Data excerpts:
◇ ◇ ◇ ◇ ◇

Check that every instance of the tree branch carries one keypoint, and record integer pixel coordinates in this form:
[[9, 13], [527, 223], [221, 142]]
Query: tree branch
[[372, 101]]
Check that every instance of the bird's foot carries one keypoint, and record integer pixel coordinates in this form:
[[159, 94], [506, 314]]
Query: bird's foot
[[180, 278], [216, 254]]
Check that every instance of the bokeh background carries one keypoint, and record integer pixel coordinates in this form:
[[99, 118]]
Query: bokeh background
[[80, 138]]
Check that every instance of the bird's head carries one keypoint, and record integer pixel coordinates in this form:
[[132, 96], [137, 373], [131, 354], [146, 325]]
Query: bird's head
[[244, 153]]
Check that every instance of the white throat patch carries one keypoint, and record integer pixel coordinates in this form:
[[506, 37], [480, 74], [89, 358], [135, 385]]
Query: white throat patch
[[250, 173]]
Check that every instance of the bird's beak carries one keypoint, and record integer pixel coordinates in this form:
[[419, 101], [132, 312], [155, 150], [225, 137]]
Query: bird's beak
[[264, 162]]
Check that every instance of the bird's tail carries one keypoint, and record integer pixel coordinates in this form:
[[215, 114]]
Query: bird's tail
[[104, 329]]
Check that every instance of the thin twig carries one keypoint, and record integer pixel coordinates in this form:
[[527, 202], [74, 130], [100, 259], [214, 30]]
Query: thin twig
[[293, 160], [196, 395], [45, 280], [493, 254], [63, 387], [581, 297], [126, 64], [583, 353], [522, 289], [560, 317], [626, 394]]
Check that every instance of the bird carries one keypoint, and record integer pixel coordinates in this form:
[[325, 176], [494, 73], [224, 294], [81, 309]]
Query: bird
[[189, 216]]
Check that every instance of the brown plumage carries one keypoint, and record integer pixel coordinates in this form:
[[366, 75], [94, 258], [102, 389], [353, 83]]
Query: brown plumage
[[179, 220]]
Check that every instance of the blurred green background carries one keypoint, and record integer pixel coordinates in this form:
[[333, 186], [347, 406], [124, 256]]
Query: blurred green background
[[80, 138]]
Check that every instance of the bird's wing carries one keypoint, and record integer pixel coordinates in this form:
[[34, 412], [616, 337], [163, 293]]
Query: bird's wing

◇ ◇ ◇ ◇ ◇

(What this task involves)
Give the data again, exactly as it stands.

(Task result)
Check that every instance of the tree branch carries one keypoint, and record integer pixel coordinates in this form:
[[9, 13], [527, 223], [221, 142]]
Query: tree branch
[[372, 101]]
Check that every instance of the bird's foot carries one keypoint, and record integer pixel coordinates in this form:
[[159, 94], [506, 314]]
Query: bird's foot
[[180, 278], [216, 254]]
Check that every instance of the bokeh background carries one keypoint, and record integer pixel coordinates in this form:
[[99, 118]]
Query: bokeh background
[[80, 138]]
Check that every instance of the bird's head carries one keypoint, and record integer pixel coordinates in this form:
[[132, 96], [137, 373], [131, 354], [146, 325]]
Query: bird's head
[[244, 153]]
Check that every instance of the white throat patch carries one keypoint, and record integer pixel coordinates in this form:
[[506, 37], [480, 74], [89, 358], [135, 385]]
Query: white throat patch
[[250, 173]]
Check that every instance of the bird's beak carries one keypoint, and record integer pixel coordinates in this form:
[[419, 101], [132, 312], [155, 150], [225, 137]]
Query: bird's beak
[[264, 162]]
Check that every instance of the bird's tail carries one keypoint, and record integer pixel coordinates in this form:
[[215, 114]]
Query: bird's tail
[[104, 329]]
Check that every instance of the thin twig carries one keypoint, and record integer pixel coordinates in this form:
[[527, 202], [74, 130], [100, 259], [214, 30]]
Query: thin twig
[[293, 160], [196, 395], [45, 280], [493, 254], [63, 387], [581, 297], [126, 64], [583, 353], [522, 289], [560, 317], [626, 394]]
Check that every instance of the bird carries one keypoint, and record integer pixel coordinates in this form:
[[325, 176], [494, 73], [224, 294], [81, 309]]
Query: bird
[[189, 216]]
Check that every instance of the brown plumage carries one keypoint, and record integer pixel coordinates in this form:
[[366, 75], [94, 258], [102, 389], [353, 83]]
Query: brown plumage
[[179, 220]]
Check that every instance of the blurred green background carries one keypoint, and record integer pixel coordinates in this form:
[[333, 186], [347, 406], [124, 256]]
Query: blurred green background
[[80, 138]]
Check that every instance of the bird's wing carries one keypoint, and record integer pixel coordinates in this form:
[[34, 412], [616, 337], [163, 293]]
Query: bird's wing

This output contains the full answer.